Records from a dataset:
────────────────────────────────────────

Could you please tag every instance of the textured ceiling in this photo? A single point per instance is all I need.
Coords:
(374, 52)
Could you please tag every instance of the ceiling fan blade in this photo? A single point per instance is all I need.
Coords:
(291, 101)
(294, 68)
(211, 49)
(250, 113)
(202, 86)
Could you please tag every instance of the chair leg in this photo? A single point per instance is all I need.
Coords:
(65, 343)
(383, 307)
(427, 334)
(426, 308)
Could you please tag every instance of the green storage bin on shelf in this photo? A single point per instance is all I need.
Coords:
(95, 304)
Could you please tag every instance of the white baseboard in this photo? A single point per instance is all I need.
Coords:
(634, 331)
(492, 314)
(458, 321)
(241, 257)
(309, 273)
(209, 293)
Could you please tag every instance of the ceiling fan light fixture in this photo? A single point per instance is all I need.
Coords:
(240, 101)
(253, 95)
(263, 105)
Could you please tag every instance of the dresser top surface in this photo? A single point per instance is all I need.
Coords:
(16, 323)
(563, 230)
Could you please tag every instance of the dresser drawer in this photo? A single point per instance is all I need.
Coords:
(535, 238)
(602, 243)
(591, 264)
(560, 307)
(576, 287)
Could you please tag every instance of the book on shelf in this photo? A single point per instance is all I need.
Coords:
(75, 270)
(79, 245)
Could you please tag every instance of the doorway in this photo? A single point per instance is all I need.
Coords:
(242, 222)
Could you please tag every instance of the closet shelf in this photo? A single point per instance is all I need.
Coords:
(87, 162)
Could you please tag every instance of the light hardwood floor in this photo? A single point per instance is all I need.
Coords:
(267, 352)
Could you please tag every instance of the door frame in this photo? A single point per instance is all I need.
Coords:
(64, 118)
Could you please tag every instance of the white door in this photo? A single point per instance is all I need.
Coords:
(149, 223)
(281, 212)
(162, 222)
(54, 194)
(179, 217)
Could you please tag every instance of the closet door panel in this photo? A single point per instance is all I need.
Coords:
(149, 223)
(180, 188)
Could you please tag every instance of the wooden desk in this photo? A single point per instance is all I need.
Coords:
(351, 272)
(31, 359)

────────────────────────────────────────

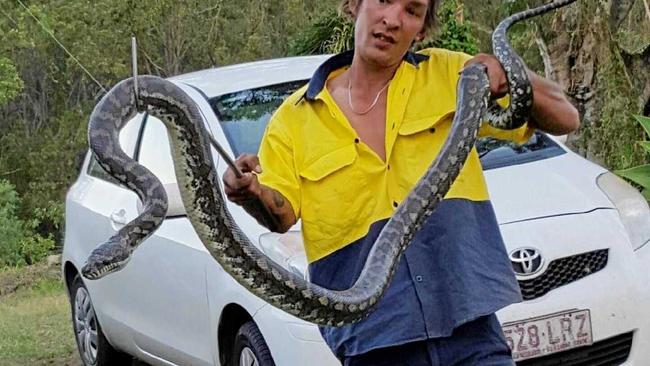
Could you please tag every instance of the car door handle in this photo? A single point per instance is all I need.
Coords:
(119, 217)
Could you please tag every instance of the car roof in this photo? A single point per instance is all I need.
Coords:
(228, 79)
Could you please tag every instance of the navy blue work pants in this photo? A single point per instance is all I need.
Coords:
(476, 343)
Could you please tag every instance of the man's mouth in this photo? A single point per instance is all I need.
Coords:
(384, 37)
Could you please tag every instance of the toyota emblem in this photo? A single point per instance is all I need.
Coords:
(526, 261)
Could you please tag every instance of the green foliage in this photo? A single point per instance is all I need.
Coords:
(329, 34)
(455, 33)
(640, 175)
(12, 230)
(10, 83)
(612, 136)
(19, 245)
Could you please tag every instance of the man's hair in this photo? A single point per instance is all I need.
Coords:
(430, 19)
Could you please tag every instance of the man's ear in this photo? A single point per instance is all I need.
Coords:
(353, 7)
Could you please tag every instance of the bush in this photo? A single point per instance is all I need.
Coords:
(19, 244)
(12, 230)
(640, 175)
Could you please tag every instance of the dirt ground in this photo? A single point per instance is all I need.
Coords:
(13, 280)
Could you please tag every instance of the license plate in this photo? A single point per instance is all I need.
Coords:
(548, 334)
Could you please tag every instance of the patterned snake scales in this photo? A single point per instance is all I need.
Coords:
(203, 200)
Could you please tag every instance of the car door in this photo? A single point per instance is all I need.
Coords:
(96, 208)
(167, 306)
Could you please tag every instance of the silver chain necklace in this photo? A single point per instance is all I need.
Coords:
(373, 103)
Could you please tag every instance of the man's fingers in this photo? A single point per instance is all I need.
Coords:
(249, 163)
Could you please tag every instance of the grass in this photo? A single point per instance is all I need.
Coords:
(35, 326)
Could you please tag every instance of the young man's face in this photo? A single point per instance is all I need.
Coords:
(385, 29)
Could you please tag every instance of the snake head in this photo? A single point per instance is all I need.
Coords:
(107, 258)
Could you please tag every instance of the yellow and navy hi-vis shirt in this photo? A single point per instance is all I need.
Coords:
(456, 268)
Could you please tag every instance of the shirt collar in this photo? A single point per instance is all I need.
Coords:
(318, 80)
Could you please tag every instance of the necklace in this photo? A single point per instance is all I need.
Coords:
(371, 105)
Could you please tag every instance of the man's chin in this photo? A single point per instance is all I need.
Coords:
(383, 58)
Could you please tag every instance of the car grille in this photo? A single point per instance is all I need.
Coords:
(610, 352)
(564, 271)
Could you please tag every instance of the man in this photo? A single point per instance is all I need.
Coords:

────────────────────────────────────────

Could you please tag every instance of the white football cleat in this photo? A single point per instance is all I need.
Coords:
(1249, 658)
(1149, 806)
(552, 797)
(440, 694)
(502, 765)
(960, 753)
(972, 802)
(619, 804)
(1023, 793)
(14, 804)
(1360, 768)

────────────────────────────────────────

*What is being asked:* Which lines in the data hold the string "navy"? Copy each of them.

*Written solution:*
Could you please tag every instance of the navy blue work pants in this photo? A single point per instance is all I need.
Could you please tag every instance of the yellow and navy hi-vis shirt in this photo? A single point per instance is all I need.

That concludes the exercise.